◆ Stored data ◆
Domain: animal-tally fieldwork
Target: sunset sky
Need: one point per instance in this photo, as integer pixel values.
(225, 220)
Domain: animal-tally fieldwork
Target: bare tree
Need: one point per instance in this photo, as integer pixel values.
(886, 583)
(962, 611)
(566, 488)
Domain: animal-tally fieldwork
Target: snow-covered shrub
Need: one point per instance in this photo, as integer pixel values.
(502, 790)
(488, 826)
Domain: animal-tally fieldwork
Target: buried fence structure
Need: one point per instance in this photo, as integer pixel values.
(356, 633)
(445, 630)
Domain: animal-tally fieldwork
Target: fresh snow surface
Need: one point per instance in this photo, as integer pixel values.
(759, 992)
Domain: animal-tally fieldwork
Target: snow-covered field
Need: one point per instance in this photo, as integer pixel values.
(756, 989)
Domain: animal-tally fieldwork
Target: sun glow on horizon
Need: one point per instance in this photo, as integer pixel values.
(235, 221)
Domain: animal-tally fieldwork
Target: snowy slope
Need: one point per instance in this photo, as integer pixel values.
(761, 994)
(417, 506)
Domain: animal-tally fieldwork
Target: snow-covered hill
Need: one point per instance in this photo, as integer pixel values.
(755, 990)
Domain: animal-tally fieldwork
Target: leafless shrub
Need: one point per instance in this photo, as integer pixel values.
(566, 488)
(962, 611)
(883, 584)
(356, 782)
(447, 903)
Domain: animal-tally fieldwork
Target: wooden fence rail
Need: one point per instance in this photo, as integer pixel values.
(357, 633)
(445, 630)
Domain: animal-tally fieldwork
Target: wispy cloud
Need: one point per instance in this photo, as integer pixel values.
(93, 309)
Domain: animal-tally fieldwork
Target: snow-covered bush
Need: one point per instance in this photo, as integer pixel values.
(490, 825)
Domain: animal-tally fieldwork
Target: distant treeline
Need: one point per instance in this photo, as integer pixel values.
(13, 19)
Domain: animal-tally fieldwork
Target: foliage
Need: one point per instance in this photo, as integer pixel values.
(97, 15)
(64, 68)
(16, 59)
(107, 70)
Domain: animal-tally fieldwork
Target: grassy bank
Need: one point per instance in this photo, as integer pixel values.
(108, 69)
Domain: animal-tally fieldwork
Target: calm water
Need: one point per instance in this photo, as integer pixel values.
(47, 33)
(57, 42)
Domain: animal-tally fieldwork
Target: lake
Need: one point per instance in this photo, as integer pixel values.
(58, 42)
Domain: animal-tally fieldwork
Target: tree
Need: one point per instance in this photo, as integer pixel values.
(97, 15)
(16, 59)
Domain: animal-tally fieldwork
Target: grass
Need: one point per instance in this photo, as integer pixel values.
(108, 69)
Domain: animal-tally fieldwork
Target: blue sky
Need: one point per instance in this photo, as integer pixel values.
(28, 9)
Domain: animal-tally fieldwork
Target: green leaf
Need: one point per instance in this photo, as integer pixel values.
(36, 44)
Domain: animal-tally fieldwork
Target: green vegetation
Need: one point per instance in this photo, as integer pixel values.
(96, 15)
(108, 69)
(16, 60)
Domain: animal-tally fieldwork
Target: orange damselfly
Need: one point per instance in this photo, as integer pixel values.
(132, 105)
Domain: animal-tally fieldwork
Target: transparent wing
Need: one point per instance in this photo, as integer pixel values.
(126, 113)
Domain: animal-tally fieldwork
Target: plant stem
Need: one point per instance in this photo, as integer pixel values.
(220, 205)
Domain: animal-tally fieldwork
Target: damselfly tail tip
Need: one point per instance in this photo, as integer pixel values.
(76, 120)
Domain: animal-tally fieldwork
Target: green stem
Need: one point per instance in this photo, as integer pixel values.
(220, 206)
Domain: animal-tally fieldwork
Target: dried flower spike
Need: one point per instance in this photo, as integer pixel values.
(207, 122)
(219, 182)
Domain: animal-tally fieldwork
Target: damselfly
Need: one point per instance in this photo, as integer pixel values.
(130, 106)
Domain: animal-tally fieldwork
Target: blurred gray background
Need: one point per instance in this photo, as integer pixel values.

◆ Description of the task ◆
All entries must be repeated verbatim.

◆ The response ◆
Domain: animal-tally fieldwork
Target: sunset sky
Need: one point per instance in this photo, as integer pixel values.
(225, 220)
Domain: animal-tally fieldwork
Target: bare tree
Need: one point per instance in this photo, as integer pixel values.
(886, 583)
(962, 611)
(566, 488)
Domain: animal-tally fieldwork
Target: snow-covered shrub
Need: one point per instance in this photo, as integer pixel values.
(502, 790)
(488, 826)
Domain: animal-tally fieldwork
Target: buried fence structure
Need: one point per instance in this photo, as integer pixel values.
(356, 633)
(445, 630)
Domain: animal-tally fieldwork
Target: fresh snow surface
Need: one point per instance in this photo, as integer pixel values.
(759, 992)
Domain: animal-tally fieldwork
Target: snow-covered field
Need: one point per instance in this photo, as integer pixel values.
(756, 989)
Domain: animal-tally fieldwork
Target: sun glow on horizon
Need: one point per instance in this photo, as integer pixel values.
(235, 221)
Domain: animal-tally fieldwork
Target: snowy slope
Need: one point per instance in this photo, as integer pixel values.
(761, 994)
(417, 506)
Domain: animal-tally fieldwork
Target: snow-covered hill
Need: one point per instance in this photo, as integer pixel values.
(755, 990)
Domain: animal-tally fieldwork
Target: leafless shrub
Need: one point per instance in this photo, as integer pixel values.
(566, 488)
(962, 611)
(883, 584)
(356, 782)
(447, 903)
Domain: animal-tally fieldwork
Target: wooden fence rail
Need: one point per instance in this photo, as integer pixel values.
(357, 633)
(445, 630)
Domain: animal-tally fieldwork
Target: wispy cloud
Need: one point per instance in this photo, as integer pixel values.
(93, 309)
Domain: animal-tally fieldwork
Target: snow-covered bush
Need: one point per instance in this photo, as integer pixel values.
(490, 825)
Domain: animal-tally fieldwork
Target: distant treeline
Need: one point per instance in this photo, as integer pixel values.
(13, 19)
Domain: animal-tally fieldwork
Target: foliage
Need: one point per instance in this photo, as integer pixel values.
(97, 15)
(64, 68)
(16, 59)
(107, 70)
Domain: animal-tally fieldwork
Target: grassy bank
Need: one point per instance in this photo, as integer pixel values.
(108, 69)
Domain: animal-tally fieldwork
Target: calm water
Need: one point per instance in this photo, as integer pixel values.
(47, 33)
(57, 42)
Domain: animal-tally fieldwork
Target: lake
Need: one point per instance in this photo, as integer pixel values.
(58, 42)
Domain: animal-tally fieldwork
Target: tree
Need: one point per instance in this photo, as integer pixel values.
(97, 15)
(16, 59)
Domain: animal-tally fieldwork
Target: grass
Need: one point per instance in this photo, as integer pixel values.
(108, 69)
Domain: animal-tally fieldwork
Target: blue sky
Need: one point per instance in this photo, as integer pixel values.
(28, 9)
Domain: animal-tally fieldwork
Target: green leaf
Need: one point per instance in this photo, as integer pixel values.
(36, 44)
Domain: animal-tally fieldwork
Target: green vegetation
Need: one point per instance in this photo, as integer pixel values.
(96, 15)
(108, 69)
(16, 60)
Domain: animal-tally fieldwork
Target: orange damselfly
Need: one point per instance in this photo, as integer pixel values.
(132, 105)
Domain: animal-tally fieldwork
Target: transparent wing
Need: one point per instance in this photo, as integer pixel values.
(126, 113)
Domain: animal-tally fieldwork
Target: plant stem
Need: one point per instance in this photo, as integer pixel values.
(220, 205)
Domain: animal-tally fieldwork
Target: damselfly tail tip
Need: one point per instance in this photo, as integer pixel values.
(76, 120)
Domain: animal-tally fieldwork
Target: green stem
Need: one point per instance in this photo, as integer pixel values.
(220, 206)
Domain: animal-tally fieldwork
Target: dried flower spike
Need: one point per instance in this photo, as integer pixel values.
(207, 122)
(219, 182)
Domain: animal-tally fieldwork
Target: damselfly
Need: one point per instance in this photo, as integer pixel values.
(130, 106)
Domain: animal-tally fieldwork
Target: blurred gray background
Need: one point per instance in this photo, as integer pixel values.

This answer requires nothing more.